→ **Aim**:
Proceed with the passage on Satan's threefold kingship, writing on from its last sentence.

→ **Provided passage**:
####################
However, he is king, and as such he is raised above the rank of leadership and commander. We are already familiar with his rank, but the purpose of this chapter is to show, specifically, that as a king his kingship has a much wider range than the bottomless pit. It is threefold. First, as angel of the bottomless pit, he is king of the underworld, the land of shadows, gloom, utter darkness; the land of eternal despair. We must depend upon the Infernos, evolved from a burning imagination, in order to get any conception of that region. Fearful as the scenes are, a close reading of the Scriptures will reveal a condition of things so terrible that the things seen by Dante and Virgil are not overdrawn. Over this land of woe and suffering Satan is the unlimited monarch.
####################
Source records
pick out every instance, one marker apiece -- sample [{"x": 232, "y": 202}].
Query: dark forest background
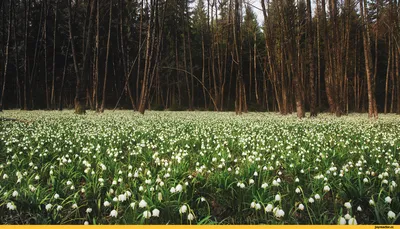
[{"x": 335, "y": 56}]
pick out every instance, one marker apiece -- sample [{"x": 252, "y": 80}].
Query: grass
[{"x": 121, "y": 167}]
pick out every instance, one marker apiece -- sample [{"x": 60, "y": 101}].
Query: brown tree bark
[
  {"x": 53, "y": 96},
  {"x": 367, "y": 58},
  {"x": 6, "y": 56},
  {"x": 313, "y": 99},
  {"x": 107, "y": 57}
]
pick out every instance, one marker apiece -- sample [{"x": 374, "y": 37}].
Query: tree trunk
[
  {"x": 60, "y": 103},
  {"x": 313, "y": 99},
  {"x": 107, "y": 56},
  {"x": 6, "y": 56},
  {"x": 53, "y": 96},
  {"x": 367, "y": 58}
]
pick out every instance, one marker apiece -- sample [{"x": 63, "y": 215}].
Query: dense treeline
[{"x": 336, "y": 56}]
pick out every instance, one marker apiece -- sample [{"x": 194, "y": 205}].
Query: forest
[{"x": 315, "y": 56}]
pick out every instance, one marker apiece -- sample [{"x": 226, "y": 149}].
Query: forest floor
[{"x": 198, "y": 168}]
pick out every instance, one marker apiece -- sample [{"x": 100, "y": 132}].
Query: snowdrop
[
  {"x": 156, "y": 212},
  {"x": 182, "y": 209},
  {"x": 391, "y": 215},
  {"x": 352, "y": 221},
  {"x": 146, "y": 214},
  {"x": 114, "y": 213},
  {"x": 142, "y": 204},
  {"x": 342, "y": 221},
  {"x": 106, "y": 203},
  {"x": 190, "y": 217},
  {"x": 48, "y": 207}
]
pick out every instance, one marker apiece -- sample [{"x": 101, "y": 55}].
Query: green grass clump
[{"x": 198, "y": 168}]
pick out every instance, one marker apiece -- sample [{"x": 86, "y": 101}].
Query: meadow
[{"x": 198, "y": 168}]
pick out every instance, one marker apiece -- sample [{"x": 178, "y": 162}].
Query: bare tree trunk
[
  {"x": 16, "y": 57},
  {"x": 142, "y": 104},
  {"x": 367, "y": 57},
  {"x": 139, "y": 53},
  {"x": 26, "y": 70},
  {"x": 107, "y": 56},
  {"x": 6, "y": 56},
  {"x": 313, "y": 102},
  {"x": 53, "y": 96},
  {"x": 45, "y": 55},
  {"x": 60, "y": 103},
  {"x": 387, "y": 74},
  {"x": 203, "y": 68}
]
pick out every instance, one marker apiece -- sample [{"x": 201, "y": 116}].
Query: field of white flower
[{"x": 198, "y": 168}]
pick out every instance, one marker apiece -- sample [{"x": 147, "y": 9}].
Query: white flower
[
  {"x": 279, "y": 213},
  {"x": 114, "y": 213},
  {"x": 352, "y": 221},
  {"x": 269, "y": 208},
  {"x": 156, "y": 212},
  {"x": 264, "y": 185},
  {"x": 122, "y": 197},
  {"x": 371, "y": 202},
  {"x": 391, "y": 215},
  {"x": 342, "y": 221},
  {"x": 142, "y": 204},
  {"x": 190, "y": 217},
  {"x": 182, "y": 209},
  {"x": 48, "y": 207},
  {"x": 146, "y": 214},
  {"x": 11, "y": 206},
  {"x": 179, "y": 188}
]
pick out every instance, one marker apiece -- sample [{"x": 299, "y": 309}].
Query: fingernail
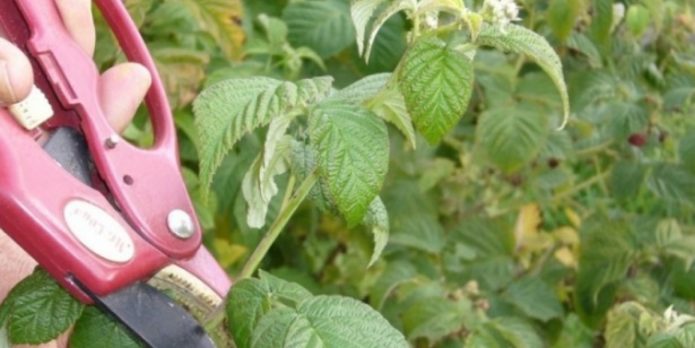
[{"x": 7, "y": 95}]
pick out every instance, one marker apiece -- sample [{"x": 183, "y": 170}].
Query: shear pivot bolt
[
  {"x": 180, "y": 224},
  {"x": 112, "y": 141}
]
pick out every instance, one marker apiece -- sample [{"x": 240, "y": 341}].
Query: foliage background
####################
→ **Task response**:
Second, he is king of the upper world. This statement sounds very strange; it would appear that God is entirely ruled out of His creation. But observe the language: “prince of the power of the air.” Just what this means in its fullness no one should dare to be dogmatic, but certainly the language cannot be meaningless words. We can but conclude that Satan, in some measure, controls the forces of the physical world: storms, cyclones, cloud bursts, tidal waves, lightning bolts, earthquakes, etc. Certainly, as a destroyer, he uses the agencies of destruction; his business is to fill the world with doubt, fear, distress and suffering.
A man has a little child killed by lightning, and he curses God. Does this not look as if a diabolical schemer was manipulating the affair some way? We must admit his power is permitted, and that proposition forces another to the front. Why does God allow or permit his ravages? We have no answer; the ravages go on. We might ask with just as much reason: “Why doesn’t God kill the Devil?” He certainly is able to do it, or at least stop his progress. But He does not; Satan is evidently running at large, filling the world with broken hearts and all the accompanying evils which, otherwise, would not occur.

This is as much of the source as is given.